*Fragmento*
.....

El hombre no tejió el tejido de la vida; él es simplemente uno de sus hilos. Todo lo que hiciere al tejido, lo hará a sí mismo.
Carta del gran jefe de Seattle
Nuestra experiencia de pisar suelo boliviano por primera vez marcaba esa necesidad de ir al encuentro de las historias suspendidas.
Bolivia es un país pluricultural con un gran legado ancestral. Más de treinta y seis etnias conviven en el mismo suelo.
Allí conocimos a nuestra guía Violeta Davila Andia, quien con gran dedicación e inagotable conocimiento nos fue transmitiendo parte de los orígenes en cada recorrido de nuestro viaje. Las páginas de este capítulo no hubiesen sido posible sin su ayuda. Ellas están escritas con la tinta de aquellos momentos y la intensidad de cada sentimiento suscitado por esa experiencia, profunda y sentida.

.....

*Conjunto de datos*
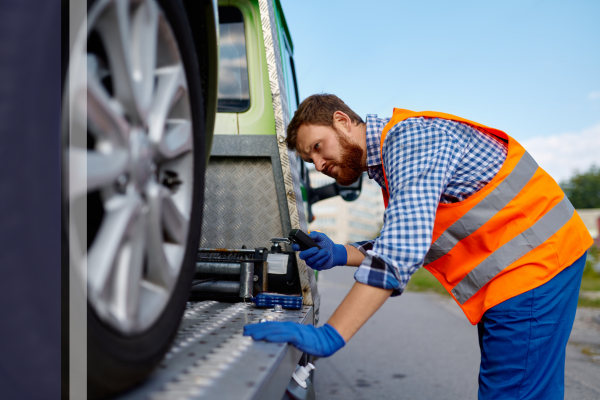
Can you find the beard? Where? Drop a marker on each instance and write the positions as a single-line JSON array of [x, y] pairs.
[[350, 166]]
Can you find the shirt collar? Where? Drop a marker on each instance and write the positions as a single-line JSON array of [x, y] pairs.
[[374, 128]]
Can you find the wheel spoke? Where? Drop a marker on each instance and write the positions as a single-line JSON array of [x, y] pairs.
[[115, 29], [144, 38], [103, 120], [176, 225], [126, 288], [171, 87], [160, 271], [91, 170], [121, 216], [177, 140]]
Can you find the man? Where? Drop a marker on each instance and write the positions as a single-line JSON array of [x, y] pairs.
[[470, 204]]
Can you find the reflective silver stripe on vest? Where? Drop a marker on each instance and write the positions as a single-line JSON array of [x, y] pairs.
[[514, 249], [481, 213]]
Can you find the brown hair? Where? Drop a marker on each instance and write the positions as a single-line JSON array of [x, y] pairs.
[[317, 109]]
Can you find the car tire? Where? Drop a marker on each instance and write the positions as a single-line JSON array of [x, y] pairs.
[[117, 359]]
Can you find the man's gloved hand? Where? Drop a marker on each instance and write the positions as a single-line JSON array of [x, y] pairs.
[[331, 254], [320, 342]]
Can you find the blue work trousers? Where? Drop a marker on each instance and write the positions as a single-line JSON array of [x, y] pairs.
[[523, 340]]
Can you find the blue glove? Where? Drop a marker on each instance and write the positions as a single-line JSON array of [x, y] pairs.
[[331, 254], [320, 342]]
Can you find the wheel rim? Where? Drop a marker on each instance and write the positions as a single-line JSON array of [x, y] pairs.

.....

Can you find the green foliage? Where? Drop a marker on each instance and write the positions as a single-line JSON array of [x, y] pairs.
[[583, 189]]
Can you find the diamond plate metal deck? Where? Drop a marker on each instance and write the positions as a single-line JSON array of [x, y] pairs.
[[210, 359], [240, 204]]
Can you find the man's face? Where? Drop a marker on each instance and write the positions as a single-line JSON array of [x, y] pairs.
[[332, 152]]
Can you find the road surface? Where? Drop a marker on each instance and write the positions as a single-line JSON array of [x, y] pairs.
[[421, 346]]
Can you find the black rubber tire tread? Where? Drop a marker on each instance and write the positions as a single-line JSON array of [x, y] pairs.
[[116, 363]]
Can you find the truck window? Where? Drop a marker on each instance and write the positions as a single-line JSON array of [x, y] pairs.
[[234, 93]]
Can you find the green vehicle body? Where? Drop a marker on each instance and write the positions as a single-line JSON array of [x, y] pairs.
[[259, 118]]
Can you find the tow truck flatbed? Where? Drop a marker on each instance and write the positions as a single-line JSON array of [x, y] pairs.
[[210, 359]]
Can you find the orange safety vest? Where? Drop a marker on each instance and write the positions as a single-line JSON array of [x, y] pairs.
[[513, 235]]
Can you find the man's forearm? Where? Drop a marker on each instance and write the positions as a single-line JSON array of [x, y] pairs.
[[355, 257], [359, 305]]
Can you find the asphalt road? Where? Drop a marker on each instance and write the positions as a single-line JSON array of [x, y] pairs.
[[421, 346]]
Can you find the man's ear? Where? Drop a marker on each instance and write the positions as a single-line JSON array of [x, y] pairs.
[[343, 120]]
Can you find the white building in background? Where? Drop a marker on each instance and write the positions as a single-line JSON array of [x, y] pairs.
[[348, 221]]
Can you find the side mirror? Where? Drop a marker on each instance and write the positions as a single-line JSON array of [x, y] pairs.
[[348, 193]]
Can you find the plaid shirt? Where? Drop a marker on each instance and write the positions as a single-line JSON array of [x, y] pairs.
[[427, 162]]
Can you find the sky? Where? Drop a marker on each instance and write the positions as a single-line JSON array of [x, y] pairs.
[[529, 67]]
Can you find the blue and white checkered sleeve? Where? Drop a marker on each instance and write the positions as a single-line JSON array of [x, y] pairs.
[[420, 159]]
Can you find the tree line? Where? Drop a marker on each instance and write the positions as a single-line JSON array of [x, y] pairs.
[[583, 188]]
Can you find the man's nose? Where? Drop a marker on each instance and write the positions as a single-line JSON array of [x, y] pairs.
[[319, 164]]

.....

*Lista de actividades*
• A. Indica si cada afirmación coincide con el fragmento sobre Bolivia y cita las palabras que lo deciden: (i) En Bolivia conviven más de treinta y seis etnias. (ii) La guía del viaje se llamaba Violeta Davila Andia. (iii) Los viajeros ya habían estado en Bolivia antes.
• B. Según el fragmento sobre Bolivia, ¿qué tipo de país es Bolivia?
• C. Prosigue el fragmento sobre Bolivia a partir de su última oración.

*Resultados del ejercicio*
• A.
(i) Sí: "Más de treinta y seis etnias conviven en el mismo suelo."
(ii) Sí: "Allí conocimos a nuestra guía Violeta Davila Andia"
(iii) No: "Nuestra experiencia de pisar suelo boliviano por primera vez"

• B. Un país pluricultural con un gran legado ancestral.

• C.
¿Por qué decidimos incluir este capítulo? Necesitábamos transmitir, dar testimonio, no solo de las profundidades a las que invita a sumergirse cada rincón transitado, sino por la insistencia con que acudiera a cada paso la pregunta sobre el silencio de los padres con respecto a la cultura de origen.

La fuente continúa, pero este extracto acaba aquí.